• _MATERIAL FOR THIS TASK_
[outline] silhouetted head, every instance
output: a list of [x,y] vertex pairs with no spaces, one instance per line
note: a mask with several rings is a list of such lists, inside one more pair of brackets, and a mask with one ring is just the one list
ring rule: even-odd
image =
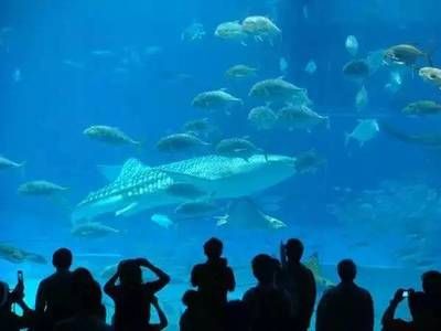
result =
[[290,261],[300,263],[304,250],[302,242],[297,238],[291,238],[287,242],[287,245],[284,247],[288,259]]
[[72,266],[72,252],[67,248],[60,248],[55,250],[52,256],[52,264],[57,270],[68,270]]
[[119,266],[119,280],[122,286],[139,286],[142,284],[142,270],[136,260],[121,261]]
[[3,309],[8,305],[9,300],[9,285],[4,281],[0,281],[0,309]]
[[257,255],[251,261],[252,275],[259,284],[270,285],[275,280],[279,261],[267,254]]
[[186,306],[187,308],[193,308],[197,306],[200,299],[200,295],[195,290],[187,290],[183,296],[182,296],[182,303]]
[[204,244],[204,253],[208,259],[216,259],[222,256],[224,245],[218,238],[211,238]]
[[441,296],[441,273],[430,270],[421,276],[422,290],[429,296]]
[[343,259],[338,263],[337,271],[342,282],[353,282],[357,276],[357,266],[352,259]]

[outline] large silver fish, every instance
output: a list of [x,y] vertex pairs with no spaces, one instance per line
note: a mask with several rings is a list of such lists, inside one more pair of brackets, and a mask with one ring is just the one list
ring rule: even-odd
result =
[[112,213],[128,216],[138,212],[189,201],[169,193],[174,183],[186,182],[212,200],[240,197],[276,185],[295,173],[295,158],[255,154],[241,158],[205,156],[149,168],[128,160],[107,186],[90,193],[73,212],[74,223]]

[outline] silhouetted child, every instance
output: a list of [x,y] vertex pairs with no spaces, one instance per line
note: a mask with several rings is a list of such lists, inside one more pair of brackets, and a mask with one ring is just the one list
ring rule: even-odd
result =
[[52,330],[55,323],[68,319],[75,313],[69,270],[72,260],[73,256],[69,249],[57,249],[52,257],[55,273],[40,282],[35,298],[39,330]]
[[337,266],[341,282],[319,302],[315,331],[373,331],[374,302],[370,293],[354,280],[357,268],[351,259]]
[[248,314],[247,330],[281,331],[289,330],[290,301],[275,285],[279,261],[269,255],[260,254],[252,259],[252,274],[258,285],[244,295]]
[[291,302],[291,330],[305,331],[311,323],[316,297],[315,279],[312,271],[301,264],[303,244],[291,238],[280,244],[281,271],[277,285],[283,289]]
[[[141,267],[150,269],[158,276],[158,280],[143,282]],[[118,279],[119,285],[116,285]],[[104,287],[105,292],[115,301],[115,331],[149,330],[153,296],[169,281],[169,275],[144,258],[121,261],[117,273]]]
[[207,260],[193,268],[191,282],[197,287],[201,305],[213,320],[212,328],[215,328],[223,322],[227,295],[235,289],[236,280],[227,259],[222,257],[223,243],[219,239],[207,241],[204,253]]

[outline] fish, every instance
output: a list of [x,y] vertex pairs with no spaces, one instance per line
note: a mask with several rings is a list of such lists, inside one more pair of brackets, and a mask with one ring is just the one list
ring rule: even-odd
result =
[[216,153],[230,158],[243,158],[248,160],[250,157],[262,153],[251,141],[244,138],[223,139],[216,145]]
[[283,102],[297,105],[312,104],[308,97],[308,90],[305,88],[300,88],[281,77],[256,83],[252,85],[248,95],[267,103]]
[[366,60],[352,60],[343,66],[343,74],[355,81],[364,81],[370,74],[369,64]]
[[228,109],[233,105],[243,105],[244,102],[225,89],[207,90],[200,93],[193,98],[192,106],[201,109]]
[[316,70],[318,66],[314,60],[310,60],[304,67],[304,72],[310,75],[315,74]]
[[204,195],[207,195],[207,192],[198,189],[194,184],[180,182],[169,185],[165,192],[170,195],[181,196],[187,200],[196,200]]
[[319,115],[308,106],[287,106],[277,114],[278,122],[289,130],[300,129],[310,131],[313,127],[325,124],[330,126],[327,116]]
[[7,169],[20,169],[23,168],[25,162],[15,162],[10,159],[7,159],[2,156],[0,156],[0,170],[7,170]]
[[418,71],[418,75],[424,81],[441,89],[441,68],[424,66]]
[[186,26],[181,33],[181,41],[196,42],[201,41],[206,35],[204,25],[198,22],[193,22]]
[[260,15],[247,17],[241,22],[246,33],[254,36],[256,41],[268,40],[271,44],[275,38],[280,36],[282,31],[270,19]]
[[141,146],[140,141],[133,140],[119,128],[109,126],[92,126],[86,128],[83,134],[90,139],[95,139],[109,145],[133,145]]
[[161,138],[157,143],[157,149],[161,152],[179,152],[204,146],[211,146],[211,143],[194,135],[174,134]]
[[374,139],[379,132],[379,125],[376,119],[358,119],[357,126],[351,134],[345,135],[345,145],[349,143],[351,139],[357,140],[359,147],[363,147],[367,141]]
[[384,61],[386,64],[397,64],[409,67],[415,67],[417,61],[421,57],[426,58],[428,64],[431,66],[432,61],[430,55],[410,44],[390,46],[384,54]]
[[54,195],[67,191],[68,188],[60,186],[45,180],[30,181],[21,184],[18,192],[23,195]]
[[75,237],[80,238],[101,238],[110,234],[119,234],[119,229],[104,225],[98,222],[87,222],[83,224],[76,224],[71,229],[71,234]]
[[254,77],[257,75],[257,68],[246,64],[236,64],[229,67],[225,72],[225,75],[229,78],[236,79]]
[[216,26],[214,35],[223,40],[239,42],[244,46],[247,45],[245,41],[248,35],[244,31],[243,25],[239,23],[239,21],[223,22],[218,24]]
[[248,121],[258,130],[270,130],[277,124],[277,114],[267,106],[249,110]]
[[418,100],[407,105],[401,113],[410,116],[440,115],[441,104],[432,100]]
[[314,275],[315,284],[318,286],[318,289],[320,291],[324,291],[329,289],[330,287],[336,286],[336,284],[326,277],[323,276],[322,268],[320,265],[320,259],[319,259],[319,253],[314,253],[311,255],[304,263],[303,265],[312,271],[312,275]]
[[184,124],[183,129],[186,132],[204,132],[212,128],[212,125],[208,121],[208,118],[201,118],[189,120]]
[[47,264],[47,260],[44,258],[44,256],[23,250],[6,243],[0,243],[0,258],[13,264],[22,264],[26,261],[42,265]]
[[355,108],[357,109],[357,111],[362,111],[364,108],[366,108],[368,103],[369,96],[367,94],[366,87],[363,85],[355,95]]
[[204,156],[179,162],[147,167],[129,159],[118,178],[90,192],[72,213],[75,224],[99,215],[130,216],[160,206],[178,205],[186,200],[166,194],[175,182],[187,182],[213,192],[211,200],[248,196],[283,182],[295,174],[295,158],[256,154],[241,158]]
[[163,214],[153,214],[151,215],[150,221],[164,228],[170,228],[175,225],[173,220]]
[[174,213],[183,217],[202,217],[213,214],[218,210],[212,201],[190,201],[181,203],[174,210]]
[[348,35],[345,41],[346,51],[352,55],[356,56],[358,53],[358,41],[355,35]]
[[430,147],[437,149],[441,148],[441,134],[439,132],[408,134],[386,122],[381,122],[381,130],[385,134],[389,135],[390,137],[394,137],[395,139],[398,139],[407,143],[415,143],[422,147]]
[[229,203],[226,215],[216,216],[216,225],[226,228],[280,229],[288,225],[265,214],[250,199],[237,199]]

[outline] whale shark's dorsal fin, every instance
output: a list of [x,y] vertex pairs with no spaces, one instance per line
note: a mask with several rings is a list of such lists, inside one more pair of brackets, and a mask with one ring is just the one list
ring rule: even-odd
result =
[[138,159],[128,159],[122,166],[100,164],[98,166],[98,171],[105,177],[105,179],[112,182],[117,179],[136,175],[149,168],[150,167],[142,164]]

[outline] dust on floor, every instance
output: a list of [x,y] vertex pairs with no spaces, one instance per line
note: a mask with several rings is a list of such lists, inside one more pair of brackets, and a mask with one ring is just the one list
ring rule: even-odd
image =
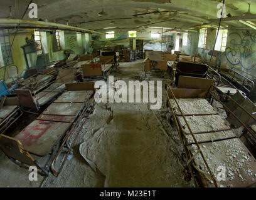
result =
[[[122,62],[112,75],[115,80],[142,81],[142,61]],[[146,79],[162,80],[163,91],[169,81],[163,72]],[[179,140],[167,122],[164,96],[157,111],[150,110],[149,103],[97,104],[80,122],[83,128],[58,178],[51,175],[44,186],[191,187],[191,181],[184,181]],[[43,178],[29,181],[29,172],[0,152],[1,187],[39,187]]]

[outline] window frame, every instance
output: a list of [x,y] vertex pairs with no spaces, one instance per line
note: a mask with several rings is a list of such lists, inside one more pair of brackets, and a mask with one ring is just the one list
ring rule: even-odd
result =
[[106,39],[112,39],[115,38],[115,31],[107,31],[105,33],[105,38]]
[[[132,36],[131,34],[134,34],[135,36]],[[128,37],[137,38],[137,31],[128,31]]]
[[[10,54],[9,56],[8,63],[7,63],[7,58],[8,57],[9,51],[11,48],[11,41],[10,41],[10,37],[9,37],[9,30],[7,30],[8,33],[6,33],[6,30],[3,30],[1,32],[3,32],[3,36],[0,35],[0,38],[4,38],[4,43],[2,42],[2,39],[0,38],[0,45],[1,45],[1,53],[3,57],[3,61],[4,63],[4,66],[1,67],[1,68],[13,64],[14,62],[13,61],[13,54],[11,52],[11,49],[10,51]],[[6,41],[6,38],[8,39],[8,41]],[[7,47],[9,47],[8,48]],[[4,49],[4,50],[3,50]],[[6,54],[4,54],[4,52],[6,52]],[[6,55],[6,56],[4,56],[4,55]]]
[[56,31],[55,37],[56,37],[56,41],[57,41],[57,49],[58,51],[60,51],[61,48],[60,48],[60,31]]
[[[160,33],[158,31],[151,31],[150,34],[150,37],[151,38],[160,38]],[[158,37],[152,37],[152,35],[158,35]]]
[[[200,46],[200,36],[201,36],[203,34],[200,33],[200,31],[201,30],[204,30],[205,32],[203,33],[203,42],[201,43],[201,46]],[[206,49],[206,40],[207,40],[207,28],[201,28],[200,29],[200,33],[199,33],[199,41],[198,41],[198,48],[203,48],[203,49]],[[203,37],[202,37],[203,38]]]
[[[218,41],[218,38],[219,37],[221,37],[220,39],[220,46],[218,46],[218,47],[220,47],[220,48],[217,48],[216,46],[215,45],[215,51],[218,51],[221,52],[225,52],[226,51],[226,48],[227,48],[227,43],[228,41],[228,29],[221,29],[221,31],[220,35],[217,36],[217,32],[216,32],[216,36],[217,38],[217,41]],[[220,34],[220,32],[218,33]],[[224,41],[225,40],[225,41]],[[218,42],[216,42],[218,44]]]
[[[36,32],[39,32],[38,35],[36,35]],[[38,55],[41,55],[43,54],[43,48],[42,48],[42,41],[41,39],[41,33],[40,33],[40,31],[38,30],[38,29],[35,29],[34,30],[34,39],[35,39],[35,42],[36,42],[36,52]],[[36,37],[39,37],[40,39],[36,39]],[[38,44],[37,43],[37,42],[39,42],[40,43],[40,48],[38,48]]]

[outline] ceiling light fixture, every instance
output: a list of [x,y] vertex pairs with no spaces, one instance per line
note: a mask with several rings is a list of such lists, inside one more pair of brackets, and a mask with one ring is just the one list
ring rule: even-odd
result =
[[106,16],[107,15],[109,15],[109,14],[107,14],[107,12],[104,11],[104,9],[102,9],[102,11],[101,11],[100,12],[98,13],[98,16],[100,16],[100,17]]
[[245,25],[246,25],[246,26],[249,26],[249,27],[253,28],[253,29],[255,29],[255,30],[256,30],[256,26],[254,26],[253,25],[252,25],[251,24],[249,24],[249,23],[247,22],[246,21],[244,21],[241,20],[241,19],[239,20],[238,21],[239,21],[240,22],[241,22],[241,23],[242,23],[242,24],[245,24]]

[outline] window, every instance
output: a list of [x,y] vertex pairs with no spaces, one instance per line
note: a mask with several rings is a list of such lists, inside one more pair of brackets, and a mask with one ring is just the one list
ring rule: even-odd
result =
[[206,48],[207,29],[201,29],[199,33],[198,48]]
[[183,33],[183,46],[188,45],[188,32]]
[[[216,32],[216,34],[217,34],[217,32]],[[228,30],[220,30],[217,37],[217,41],[216,41],[215,50],[225,51],[227,38]]]
[[57,41],[57,49],[58,49],[58,51],[60,51],[60,32],[58,31],[56,31],[55,36],[56,36],[56,40]]
[[128,34],[129,38],[136,38],[137,37],[137,31],[129,31]]
[[151,31],[151,38],[160,38],[160,34],[158,32]]
[[41,54],[43,53],[42,51],[42,44],[41,42],[41,35],[40,31],[35,30],[34,31],[35,34],[35,41],[36,42],[36,48],[38,55]]
[[1,49],[4,66],[6,66],[13,64],[11,51],[9,56],[8,62],[7,62],[9,51],[10,50],[11,48],[10,39],[9,38],[9,31],[0,31],[0,49]]
[[115,31],[106,32],[106,39],[114,38],[115,38]]

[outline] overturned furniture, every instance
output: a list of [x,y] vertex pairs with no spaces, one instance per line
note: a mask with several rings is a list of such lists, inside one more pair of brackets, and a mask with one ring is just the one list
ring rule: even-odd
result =
[[0,134],[4,132],[23,114],[17,98],[2,97],[0,102]]
[[21,106],[24,108],[39,111],[40,108],[51,103],[65,89],[65,83],[72,83],[76,78],[75,68],[66,68],[60,70],[55,80],[48,83],[45,89],[35,93],[29,89],[16,89],[15,92],[19,98]]
[[195,187],[196,177],[203,187],[248,187],[256,182],[256,160],[206,101],[214,98],[228,111],[217,92],[221,92],[214,86],[207,89],[167,86],[168,105],[188,167]]
[[[50,169],[55,176],[60,172],[80,131],[70,147],[66,145],[68,140],[80,119],[90,114],[94,106],[93,82],[70,83],[66,88],[67,92],[15,137],[0,136],[0,149],[19,166],[28,169],[35,166],[43,176],[48,176]],[[65,147],[68,152],[56,171],[54,163]]]
[[83,80],[107,79],[113,67],[114,58],[110,57],[110,59],[102,61],[102,62],[82,64],[81,68]]

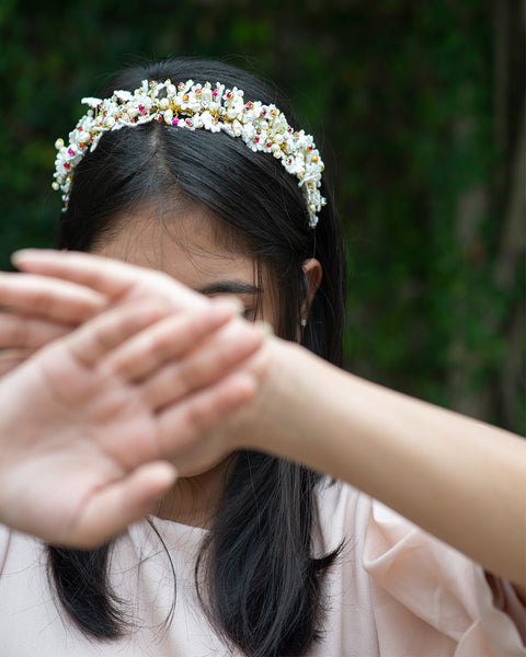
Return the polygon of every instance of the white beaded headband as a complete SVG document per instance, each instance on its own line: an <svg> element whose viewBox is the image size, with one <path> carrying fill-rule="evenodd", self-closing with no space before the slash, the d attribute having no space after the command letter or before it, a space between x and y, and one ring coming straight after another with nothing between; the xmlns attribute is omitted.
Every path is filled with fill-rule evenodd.
<svg viewBox="0 0 526 657"><path fill-rule="evenodd" d="M164 91L162 97L159 97ZM219 82L194 84L193 80L172 84L142 81L134 92L115 91L111 99L82 99L88 113L69 134L69 145L57 139L54 189L62 192L64 209L69 201L73 170L88 151L93 151L104 132L134 127L151 120L195 130L224 131L241 137L254 152L262 151L281 160L285 170L298 178L309 211L309 224L318 223L325 205L321 196L323 162L313 139L304 130L294 130L275 105L245 101L243 91L226 89Z"/></svg>

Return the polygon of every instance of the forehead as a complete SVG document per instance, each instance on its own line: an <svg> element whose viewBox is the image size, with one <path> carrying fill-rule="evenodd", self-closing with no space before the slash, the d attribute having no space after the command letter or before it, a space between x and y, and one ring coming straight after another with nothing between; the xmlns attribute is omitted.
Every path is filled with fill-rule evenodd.
<svg viewBox="0 0 526 657"><path fill-rule="evenodd" d="M115 227L94 247L96 253L160 269L194 289L218 279L255 281L258 276L258 263L243 253L242 240L210 215L142 210L118 217Z"/></svg>

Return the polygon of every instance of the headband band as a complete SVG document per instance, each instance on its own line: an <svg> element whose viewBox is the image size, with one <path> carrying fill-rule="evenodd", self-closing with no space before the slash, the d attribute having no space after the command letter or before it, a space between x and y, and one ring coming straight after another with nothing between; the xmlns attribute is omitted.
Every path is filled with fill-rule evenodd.
<svg viewBox="0 0 526 657"><path fill-rule="evenodd" d="M160 96L160 92L163 92ZM93 151L104 132L134 127L152 120L178 128L227 132L241 137L254 152L267 152L298 178L309 212L309 226L318 223L318 212L325 205L321 196L323 162L313 139L304 130L294 130L275 105L245 101L243 91L226 89L219 82L194 84L193 80L172 84L142 81L134 92L115 91L111 99L82 99L87 114L69 134L69 145L57 139L54 189L62 192L66 210L73 170L88 151Z"/></svg>

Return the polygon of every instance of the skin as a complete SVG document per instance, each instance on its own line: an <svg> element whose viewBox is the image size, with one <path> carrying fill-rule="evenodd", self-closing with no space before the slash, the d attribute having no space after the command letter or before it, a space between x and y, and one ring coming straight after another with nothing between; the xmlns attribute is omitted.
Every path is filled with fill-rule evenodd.
<svg viewBox="0 0 526 657"><path fill-rule="evenodd" d="M202 243L203 231L198 234ZM129 260L129 251L111 255ZM180 255L184 270L170 274L192 278L196 270L186 269L188 260ZM242 257L233 258L233 266L238 260L241 264ZM110 300L122 302L148 291L178 297L159 275L87 256L30 252L16 262L25 270L85 286ZM199 281L218 262L211 258L205 267L199 261ZM229 277L232 272L228 267ZM216 273L225 276L225 269ZM250 276L249 268L236 275ZM319 274L309 278L319 279ZM201 285L194 278L187 281ZM34 286L38 288L36 280ZM60 307L61 293L41 281L33 296ZM23 304L20 287L16 299ZM265 307L263 300L263 308L272 316L272 302ZM244 369L258 382L252 401L221 429L171 445L170 458L182 474L211 470L242 448L299 461L391 506L489 572L508 578L524 597L526 447L519 437L364 381L275 337L264 342ZM192 515L194 502L184 502L181 494L179 508L187 504Z"/></svg>
<svg viewBox="0 0 526 657"><path fill-rule="evenodd" d="M156 210L145 208L136 217L127 217L126 228L95 251L98 255L161 270L209 298L233 297L243 308L244 318L276 328L278 311L272 278L264 272L260 287L254 261L218 243L215 221L192 212L179 216L176 228L168 231ZM210 466L185 469L155 514L184 525L208 527L233 459L226 454Z"/></svg>

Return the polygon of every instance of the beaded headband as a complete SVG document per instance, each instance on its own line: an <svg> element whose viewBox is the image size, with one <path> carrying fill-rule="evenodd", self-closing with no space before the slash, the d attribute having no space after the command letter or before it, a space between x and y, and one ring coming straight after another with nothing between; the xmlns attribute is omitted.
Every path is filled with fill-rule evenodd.
<svg viewBox="0 0 526 657"><path fill-rule="evenodd" d="M164 91L162 97L159 97ZM323 162L313 139L304 130L294 130L275 105L244 101L243 91L226 89L219 82L194 84L193 80L172 84L142 81L139 89L115 91L111 99L82 99L90 106L69 134L69 145L57 139L54 189L62 192L66 210L73 170L88 151L95 150L104 132L134 127L151 120L190 130L204 128L241 137L254 152L262 151L281 160L285 170L298 178L309 211L309 226L318 223L318 212L325 205L321 196Z"/></svg>

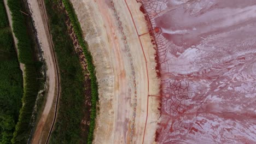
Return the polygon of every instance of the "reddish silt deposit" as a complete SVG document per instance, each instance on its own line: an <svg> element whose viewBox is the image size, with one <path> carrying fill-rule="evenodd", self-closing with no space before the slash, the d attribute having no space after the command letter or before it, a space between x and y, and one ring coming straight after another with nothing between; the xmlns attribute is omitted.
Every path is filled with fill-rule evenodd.
<svg viewBox="0 0 256 144"><path fill-rule="evenodd" d="M160 143L256 143L256 1L142 0L158 46Z"/></svg>

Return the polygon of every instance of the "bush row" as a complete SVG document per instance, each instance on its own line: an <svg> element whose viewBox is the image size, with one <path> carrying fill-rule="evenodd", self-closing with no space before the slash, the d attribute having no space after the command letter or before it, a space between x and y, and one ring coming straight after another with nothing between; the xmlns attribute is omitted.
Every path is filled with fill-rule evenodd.
<svg viewBox="0 0 256 144"><path fill-rule="evenodd" d="M0 1L0 143L10 143L21 107L22 75L3 1Z"/></svg>
<svg viewBox="0 0 256 144"><path fill-rule="evenodd" d="M8 5L11 13L13 28L14 34L18 40L19 61L24 64L32 64L33 53L31 41L27 34L27 29L22 10L21 0L8 0Z"/></svg>
<svg viewBox="0 0 256 144"><path fill-rule="evenodd" d="M61 2L45 1L61 79L59 107L50 143L79 143L83 141L85 91L90 87L84 87L83 69L68 32L67 15L60 8Z"/></svg>
<svg viewBox="0 0 256 144"><path fill-rule="evenodd" d="M68 16L74 27L75 33L78 37L79 43L83 47L83 52L88 64L88 69L89 71L90 77L91 80L91 120L90 122L90 129L88 138L88 143L91 143L93 140L94 130L95 125L95 121L96 117L97 101L98 99L98 85L95 75L95 68L93 64L92 57L88 50L88 45L84 40L83 31L73 6L69 0L62 0L62 2L64 4L66 10L68 13Z"/></svg>
<svg viewBox="0 0 256 144"><path fill-rule="evenodd" d="M11 13L13 32L18 41L19 60L24 64L22 106L11 142L26 143L32 128L30 123L39 85L37 81L38 71L33 60L32 40L28 34L26 19L20 11L25 11L23 8L24 3L22 0L8 0L8 5Z"/></svg>

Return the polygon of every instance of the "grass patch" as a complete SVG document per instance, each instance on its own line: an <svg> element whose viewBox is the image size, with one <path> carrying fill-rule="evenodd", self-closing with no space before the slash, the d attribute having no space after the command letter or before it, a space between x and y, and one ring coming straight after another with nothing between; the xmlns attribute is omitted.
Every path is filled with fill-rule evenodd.
<svg viewBox="0 0 256 144"><path fill-rule="evenodd" d="M10 143L21 107L22 75L3 1L0 1L0 143Z"/></svg>
<svg viewBox="0 0 256 144"><path fill-rule="evenodd" d="M98 85L97 83L97 79L95 75L95 67L93 64L92 57L88 50L88 44L84 40L83 31L72 4L70 3L69 0L62 0L62 1L64 4L65 9L68 11L68 16L71 21L73 26L74 27L74 32L75 33L75 35L78 38L79 45L83 47L83 52L88 64L88 68L90 73L90 77L91 79L91 111L89 133L87 142L88 143L92 143L94 139L94 128L95 127L97 101L98 99Z"/></svg>
<svg viewBox="0 0 256 144"><path fill-rule="evenodd" d="M24 92L22 106L19 111L18 122L11 139L12 143L26 143L32 129L30 125L32 113L40 87L37 80L40 75L38 62L35 58L35 48L30 33L28 25L31 22L28 17L24 17L20 10L26 11L25 3L21 0L8 0L11 13L13 32L18 39L19 61L24 64Z"/></svg>
<svg viewBox="0 0 256 144"><path fill-rule="evenodd" d="M61 2L45 1L61 77L59 109L50 143L79 143L83 141L80 127L83 111L86 109L85 95L87 90L84 87L83 69L66 25L67 16L60 8Z"/></svg>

• _GIVEN PROBLEM_
State how many lines of the records above contain the string "fish". Give only the number.

• _TASK ANSWER_
2